● **MATERIAL FOR THIS TASK**:
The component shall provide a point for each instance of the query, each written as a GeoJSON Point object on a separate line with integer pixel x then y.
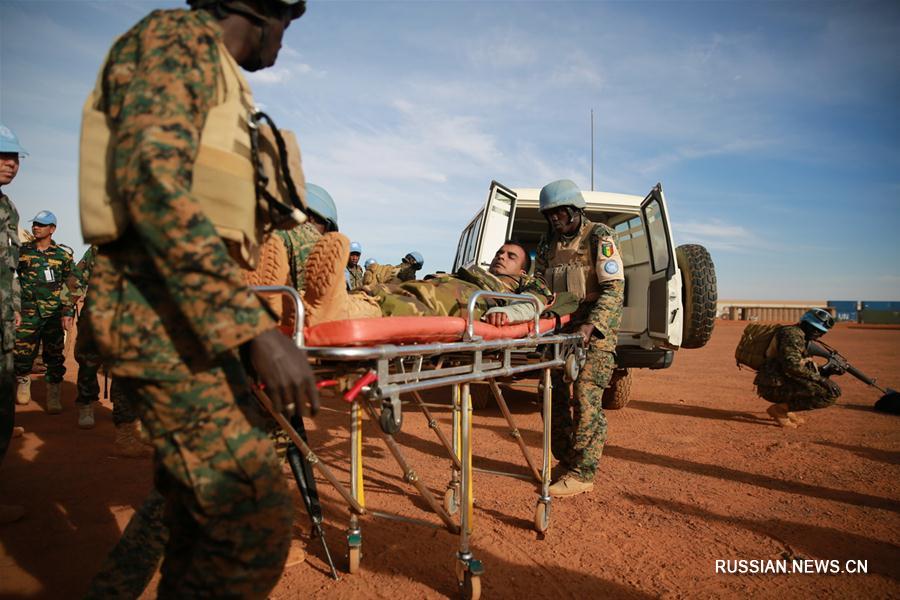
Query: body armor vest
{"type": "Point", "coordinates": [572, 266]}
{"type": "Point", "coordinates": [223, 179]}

...

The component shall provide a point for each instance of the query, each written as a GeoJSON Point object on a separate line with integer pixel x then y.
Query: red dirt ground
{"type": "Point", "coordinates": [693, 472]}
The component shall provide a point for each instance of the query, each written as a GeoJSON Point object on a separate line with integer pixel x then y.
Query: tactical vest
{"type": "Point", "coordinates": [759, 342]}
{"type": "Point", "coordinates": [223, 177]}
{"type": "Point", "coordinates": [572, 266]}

--

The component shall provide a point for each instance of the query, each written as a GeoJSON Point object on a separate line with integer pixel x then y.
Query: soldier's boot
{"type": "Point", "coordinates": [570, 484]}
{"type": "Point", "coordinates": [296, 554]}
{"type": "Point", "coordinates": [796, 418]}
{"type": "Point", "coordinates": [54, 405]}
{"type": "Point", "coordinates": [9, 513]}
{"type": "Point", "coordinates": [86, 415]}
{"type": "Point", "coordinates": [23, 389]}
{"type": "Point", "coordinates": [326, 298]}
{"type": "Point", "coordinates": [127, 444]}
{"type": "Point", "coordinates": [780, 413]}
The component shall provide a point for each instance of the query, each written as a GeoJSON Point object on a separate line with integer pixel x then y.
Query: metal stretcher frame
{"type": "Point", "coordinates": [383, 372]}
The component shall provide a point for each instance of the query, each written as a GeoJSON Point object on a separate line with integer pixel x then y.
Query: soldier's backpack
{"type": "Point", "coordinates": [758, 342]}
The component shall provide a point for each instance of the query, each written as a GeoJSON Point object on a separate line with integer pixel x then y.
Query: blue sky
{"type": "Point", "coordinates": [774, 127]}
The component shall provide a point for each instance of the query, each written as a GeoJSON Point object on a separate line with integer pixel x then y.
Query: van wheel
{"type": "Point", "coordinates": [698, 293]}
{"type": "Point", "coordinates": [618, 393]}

● **GOAL OF THE EXERCISE**: Identify every line in the entries above that contains the word "vest", and copy each of those lines.

● **FULL SOLUTION**:
Query: body armor vest
Query: tactical vest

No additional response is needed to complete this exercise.